- **Short problem**
Quote the data below in full, minus the images.
:::
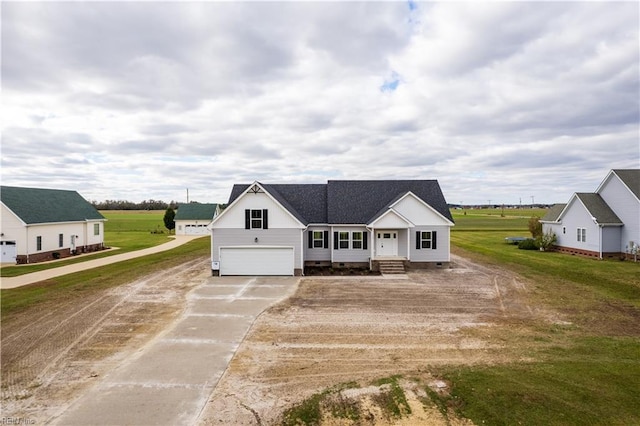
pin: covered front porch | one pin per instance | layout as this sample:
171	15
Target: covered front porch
390	250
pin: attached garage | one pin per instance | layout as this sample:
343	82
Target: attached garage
256	260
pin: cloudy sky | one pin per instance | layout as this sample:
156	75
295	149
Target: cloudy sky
498	101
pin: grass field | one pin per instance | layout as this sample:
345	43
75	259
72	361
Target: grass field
79	284
126	230
585	372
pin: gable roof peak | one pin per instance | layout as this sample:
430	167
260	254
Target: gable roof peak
39	205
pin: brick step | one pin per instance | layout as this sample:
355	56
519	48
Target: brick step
392	267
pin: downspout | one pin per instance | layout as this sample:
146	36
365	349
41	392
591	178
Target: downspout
600	241
302	231
370	246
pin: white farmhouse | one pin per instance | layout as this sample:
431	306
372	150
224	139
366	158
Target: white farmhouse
279	229
45	224
602	224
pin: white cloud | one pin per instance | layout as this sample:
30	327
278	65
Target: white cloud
142	100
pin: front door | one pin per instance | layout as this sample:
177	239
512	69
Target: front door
387	243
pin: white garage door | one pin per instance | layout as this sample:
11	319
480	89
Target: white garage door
256	261
8	251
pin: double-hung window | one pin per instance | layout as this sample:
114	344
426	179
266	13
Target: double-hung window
356	240
318	239
426	240
343	240
256	219
581	234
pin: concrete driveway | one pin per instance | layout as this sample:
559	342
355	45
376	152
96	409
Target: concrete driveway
169	380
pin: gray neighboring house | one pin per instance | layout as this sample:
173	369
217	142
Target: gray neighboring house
602	224
193	218
278	229
45	224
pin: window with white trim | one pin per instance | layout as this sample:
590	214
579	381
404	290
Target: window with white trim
581	234
318	239
356	240
343	240
426	239
256	219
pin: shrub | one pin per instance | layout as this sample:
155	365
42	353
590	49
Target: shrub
528	244
535	227
544	241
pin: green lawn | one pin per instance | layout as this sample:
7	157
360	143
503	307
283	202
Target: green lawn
494	219
584	372
78	285
126	230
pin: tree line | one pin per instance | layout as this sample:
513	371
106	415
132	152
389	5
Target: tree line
130	205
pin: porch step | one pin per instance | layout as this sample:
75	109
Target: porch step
392	267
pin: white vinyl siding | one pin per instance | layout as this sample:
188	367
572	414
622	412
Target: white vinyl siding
626	206
317	253
581	235
575	219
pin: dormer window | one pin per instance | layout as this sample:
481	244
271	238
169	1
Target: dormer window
256	219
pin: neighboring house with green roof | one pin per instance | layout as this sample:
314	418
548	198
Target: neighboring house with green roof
45	224
193	218
602	224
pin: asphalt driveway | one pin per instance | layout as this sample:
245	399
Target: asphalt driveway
170	379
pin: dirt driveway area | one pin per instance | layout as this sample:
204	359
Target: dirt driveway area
340	330
52	356
333	330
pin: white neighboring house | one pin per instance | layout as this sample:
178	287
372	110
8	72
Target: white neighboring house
278	229
193	218
45	224
601	224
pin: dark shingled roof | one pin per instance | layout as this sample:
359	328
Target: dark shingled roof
631	178
598	208
553	213
33	205
195	211
348	202
361	201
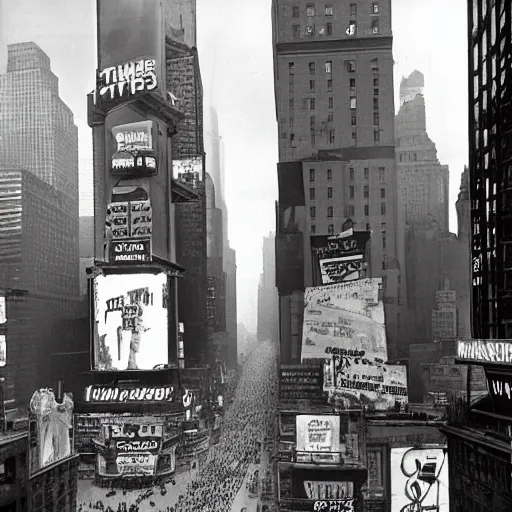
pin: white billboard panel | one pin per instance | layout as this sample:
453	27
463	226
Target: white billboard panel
419	479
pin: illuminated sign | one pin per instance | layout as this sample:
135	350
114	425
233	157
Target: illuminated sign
485	351
128	251
130	311
119	395
122	82
334	505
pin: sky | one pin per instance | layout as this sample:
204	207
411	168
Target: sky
235	53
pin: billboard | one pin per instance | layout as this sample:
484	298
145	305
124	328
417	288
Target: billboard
131	321
339	258
318	437
189	171
363	381
344	319
50	429
135	149
419	479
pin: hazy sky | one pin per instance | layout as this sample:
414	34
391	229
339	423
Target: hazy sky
235	51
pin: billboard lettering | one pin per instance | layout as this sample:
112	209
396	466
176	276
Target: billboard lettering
485	351
419	479
120	395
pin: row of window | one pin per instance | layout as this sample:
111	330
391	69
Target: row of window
329	10
352	174
349	210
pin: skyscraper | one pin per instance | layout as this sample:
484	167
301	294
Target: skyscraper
333	72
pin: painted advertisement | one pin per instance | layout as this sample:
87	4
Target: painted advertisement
50	429
344	319
363	381
189	171
131	321
339	258
419	479
318	438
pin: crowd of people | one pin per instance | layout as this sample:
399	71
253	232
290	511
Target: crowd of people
248	423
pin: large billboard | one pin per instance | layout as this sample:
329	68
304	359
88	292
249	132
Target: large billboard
419	479
131	321
318	438
50	429
344	319
362	381
339	258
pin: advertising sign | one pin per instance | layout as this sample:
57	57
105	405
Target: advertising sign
135	151
419	479
114	394
344	319
50	429
300	382
131	321
188	171
129	251
318	437
485	351
339	258
500	389
364	381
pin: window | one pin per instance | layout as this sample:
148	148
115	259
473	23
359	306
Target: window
351	66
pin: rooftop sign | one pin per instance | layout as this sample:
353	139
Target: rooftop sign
485	351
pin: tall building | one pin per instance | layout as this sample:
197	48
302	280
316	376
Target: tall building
268	301
333	74
479	435
422	180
:::
- **Solution**
pin: covered front porch | one pin per instance | layout as this sample:
171	15
Target: covered front porch
390	250
pin: attached garage | one pin per instance | layout as this sample:
343	82
Target: attached garage
256	260
pin: cloudy sky | one pin per instance | layout as this sample:
156	75
295	149
Target: cloudy sky
498	101
pin: grass field | one pin per instance | layout as this sample:
345	43
75	259
72	361
Target: grass field
79	284
126	230
585	372
pin: gable roof peak | one pin per instance | layout as this sample:
430	167
260	254
Target: gable roof peak
39	205
pin: brick step | one pin per instance | layout as this sample:
355	56
519	48
Target: brick step
392	267
pin: downspout | one pin per instance | layout as this sample:
146	36
365	349
41	392
591	178
Target: downspout
600	241
302	231
370	246
pin: white farmhouse | one pin per instance | layout as this sample:
431	306
372	150
224	139
366	158
Target: white farmhouse
279	229
45	224
602	224
pin: white cloud | one pin per instance | layout as this sample:
30	327
278	65
Target: white cloud
142	100
pin: front door | one pin per instance | layout as this sample:
177	239
512	69
Target: front door
387	243
pin: white garage door | one pin per instance | layout as this sample:
11	319
480	89
Target: white garage door
256	261
8	251
pin: double-hung window | one pin per instance | layout as this sample:
114	344
426	179
266	13
Target: double-hung window
356	240
318	239
426	240
343	240
256	219
581	234
pin: concrete driveway | one pin per instance | layout as this sample:
559	342
355	45
376	152
96	409
Target: concrete driveway
169	380
pin: gray neighboring house | one pin per instance | layout as this sample:
173	369
217	142
Target: gray neighboring house
602	224
193	218
278	229
45	224
pin: window with white trim | one pin per instance | layout as this sample:
590	214
579	381
404	290
Target: window with white trim
581	234
318	239
356	240
343	240
426	239
256	219
pin: shrub | one pin per instance | layout as this sample:
155	365
42	353
590	49
Target: shrub
528	244
535	227
544	241
pin: green lawn | one pin per instance | layout as this sample:
7	157
360	143
503	307
283	202
Target: green lawn
494	219
584	372
78	285
126	230
pin: tree line | one pin per instance | layout as this sample:
513	371
106	415
132	152
389	5
Target: tree line
130	205
pin: porch step | one pin per instance | layout as this sample:
75	109
Target: porch step
392	267
pin: white vinyl siding | one pin per instance | layout as this sample:
188	367
572	414
622	412
Target: white vinyl siding
626	206
317	253
581	235
575	219
pin: dormer window | one pin per instance | layout as this sample:
481	244
271	238
169	1
Target: dormer window
256	219
pin: neighboring house with green roof | one pin per instance | layout as this sample:
314	418
548	198
Target: neighboring house with green roof
45	224
193	218
602	224
pin: asphalt driveway | one pin per instance | layout as this sample:
245	399
Target: asphalt driveway
170	379
pin: dirt driveway area | one pin per instance | layout as this sample:
204	359
Target: dirt driveway area
340	330
52	356
333	330
pin: white neighboring house | one pin per instance | layout as this sample:
178	287
372	110
8	72
Target: white neighboring house
278	229
193	218
45	224
601	224
pin: dark shingled roof | one pin per instance | layout as this sample:
359	328
Target: dark shingled roof
631	178
598	208
553	213
33	205
195	211
348	202
361	201
pin: white billboard panel | one pin per instance | layout as this sample:
453	27
463	226
Target: white billboard panel
419	479
pin: illuminated sign | one pin per instance | layout as this sample:
135	350
114	425
233	157
Target: illuminated sign
485	351
128	251
130	311
119	395
122	82
334	505
pin: sky | one pin per instance | layout as this sample:
204	207
411	168
Target: sky
235	53
pin: billboard | one pin per instance | layout as this sample:
484	298
145	305
124	328
417	288
Target: billboard
131	321
339	258
318	437
189	171
363	381
344	319
50	429
135	149
419	479
pin: hazy sky | one pin per instance | layout as this sample:
414	34
391	229
339	423
Target: hazy sky
235	51
pin: billboard lettering | one pin per instance | layout as this sample:
112	209
396	466
176	276
Target: billboard lettering
485	351
419	479
120	395
pin: row of window | one pin per instance | layout as this sample:
111	330
391	69
Target: row of window
329	10
352	174
349	210
pin: skyscraper | one pin per instance | layout as this sample:
484	167
301	294
Target: skyscraper
333	72
pin: painted advertisement | one pin per instance | layout as this sample:
87	4
Target: painted advertisement
50	429
344	319
363	381
189	171
131	321
339	258
419	479
318	438
pin: crowd of people | one pin per instance | layout as this sample:
399	71
253	232
290	511
Target: crowd of people
248	423
pin: large billboard | one pin per instance | layout as this sample:
329	68
304	359
88	292
249	132
Target: large billboard
419	479
131	321
318	438
50	429
344	319
362	381
339	258
pin: advertising sign | one pin per instance | layout as this sample:
57	57
105	405
Target: advertising sign
135	151
419	479
114	394
344	319
50	429
300	382
131	321
188	171
129	251
318	437
485	351
339	258
500	389
364	381
pin: window | one pin per instance | layout as this sample:
148	148
115	259
473	23
359	306
Target: window
351	66
pin: rooftop sign | one pin per instance | layout as this sample:
353	139
Target: rooftop sign
485	351
pin: tall building | one pin per instance | layout as this sample:
197	48
302	280
316	376
Target: tall building
268	301
333	74
479	435
422	180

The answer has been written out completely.